## WHAT THE TASK ASKS
Are you able to quote each entry exactly as written?

## STORED RECORDS
******

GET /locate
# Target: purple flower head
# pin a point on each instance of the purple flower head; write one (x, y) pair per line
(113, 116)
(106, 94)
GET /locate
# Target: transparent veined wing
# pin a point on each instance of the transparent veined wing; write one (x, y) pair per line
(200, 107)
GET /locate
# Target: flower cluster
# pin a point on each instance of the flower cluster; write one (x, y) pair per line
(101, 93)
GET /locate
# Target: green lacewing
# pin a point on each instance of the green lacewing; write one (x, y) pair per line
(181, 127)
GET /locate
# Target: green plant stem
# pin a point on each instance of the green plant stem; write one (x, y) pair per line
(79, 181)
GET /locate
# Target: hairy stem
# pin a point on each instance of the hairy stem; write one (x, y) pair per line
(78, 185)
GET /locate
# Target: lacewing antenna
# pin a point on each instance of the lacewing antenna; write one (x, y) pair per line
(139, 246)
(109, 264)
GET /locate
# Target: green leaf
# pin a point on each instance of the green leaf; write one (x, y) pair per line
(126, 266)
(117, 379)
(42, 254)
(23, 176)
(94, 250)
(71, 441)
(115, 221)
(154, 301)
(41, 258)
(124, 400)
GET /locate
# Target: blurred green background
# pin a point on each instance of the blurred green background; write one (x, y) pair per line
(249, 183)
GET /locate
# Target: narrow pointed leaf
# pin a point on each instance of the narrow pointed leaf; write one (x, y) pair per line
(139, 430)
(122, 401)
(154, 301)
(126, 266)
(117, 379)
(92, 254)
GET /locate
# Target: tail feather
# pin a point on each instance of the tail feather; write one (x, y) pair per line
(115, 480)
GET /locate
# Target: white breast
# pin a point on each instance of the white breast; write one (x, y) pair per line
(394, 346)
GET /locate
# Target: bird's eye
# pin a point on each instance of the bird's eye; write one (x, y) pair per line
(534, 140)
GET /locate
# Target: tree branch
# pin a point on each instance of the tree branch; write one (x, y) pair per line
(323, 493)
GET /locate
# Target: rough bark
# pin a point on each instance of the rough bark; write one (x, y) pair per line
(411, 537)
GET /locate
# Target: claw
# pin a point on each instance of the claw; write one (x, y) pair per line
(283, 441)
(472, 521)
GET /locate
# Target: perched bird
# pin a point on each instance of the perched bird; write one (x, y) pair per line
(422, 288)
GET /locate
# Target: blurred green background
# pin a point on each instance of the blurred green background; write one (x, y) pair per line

******

## WRITTEN ANSWER
GET /locate
# Target: purple flower head
# pin a point on each instance of the purple flower head; write one (x, y) pair per line
(113, 116)
(106, 94)
GET /locate
# Target: transparent veined wing
# pin a point on each instance of the transparent veined wing; write one (x, y) pair per line
(200, 107)
GET /locate
# Target: flower cluster
# pin a point on each instance of the flower cluster; write one (x, y) pair per line
(101, 93)
GET /locate
# Target: green lacewing
# pin a point on each instance of the green lacewing; write one (x, y) pair per line
(181, 127)
GET /locate
# Target: green plant stem
# pin a point on each instance of the green plant stem; write one (x, y) pair per line
(79, 181)
GET /locate
# Target: hairy stem
# pin a point on each instance of the hairy stem; write one (x, y) pair per line
(78, 185)
GET /locate
# Target: lacewing antenna
# pin a point on each instance of the lacewing antenna; write one (x, y) pair per line
(139, 246)
(109, 264)
GET /locate
# Target: green leaf
# pin a point on each instance of the green leaf; write one (x, y) pair per line
(126, 266)
(117, 379)
(42, 254)
(23, 176)
(94, 250)
(71, 441)
(115, 221)
(154, 301)
(41, 258)
(124, 400)
GET /locate
# Target: blurred green background
# pin a point on each instance of the blurred green background; write one (x, y) pair per line
(249, 183)
GET /locate
# Target: narrow pointed leaf
# pin a point on each instance of the narrow pointed leaf; write one (x, y) pair per line
(139, 430)
(122, 401)
(154, 301)
(126, 266)
(117, 379)
(92, 254)
GET /locate
# Target: tail feather
# pin a point on each instance of the tail feather; write one (x, y) pair per line
(115, 480)
GET /locate
# Target: white breast
# pin a point on each instance of the white breast; write one (x, y) pair per line
(394, 346)
GET /locate
# Target: bird's eye
# pin a point on each instance of the bird's eye; write one (x, y) pair per line
(534, 140)
GET /locate
# Target: tree branch
# pin a point on each instance of the tree branch; write one (x, y) pair per line
(323, 493)
GET /locate
# Target: rough bark
# pin a point on each instance of the rough bark; write one (x, y) pair per line
(411, 537)
GET /locate
# Target: claw
# pin a point on each instance of the claw; write one (x, y) pair per line
(283, 441)
(472, 521)
GET /locate
# Target: perched bird
# pin a point on each instance of the perched bird; write one (x, y) pair per line
(422, 288)
GET /locate
# Target: blurred green background
# pin a point on each instance of the blurred green background; write one (x, y) pair per line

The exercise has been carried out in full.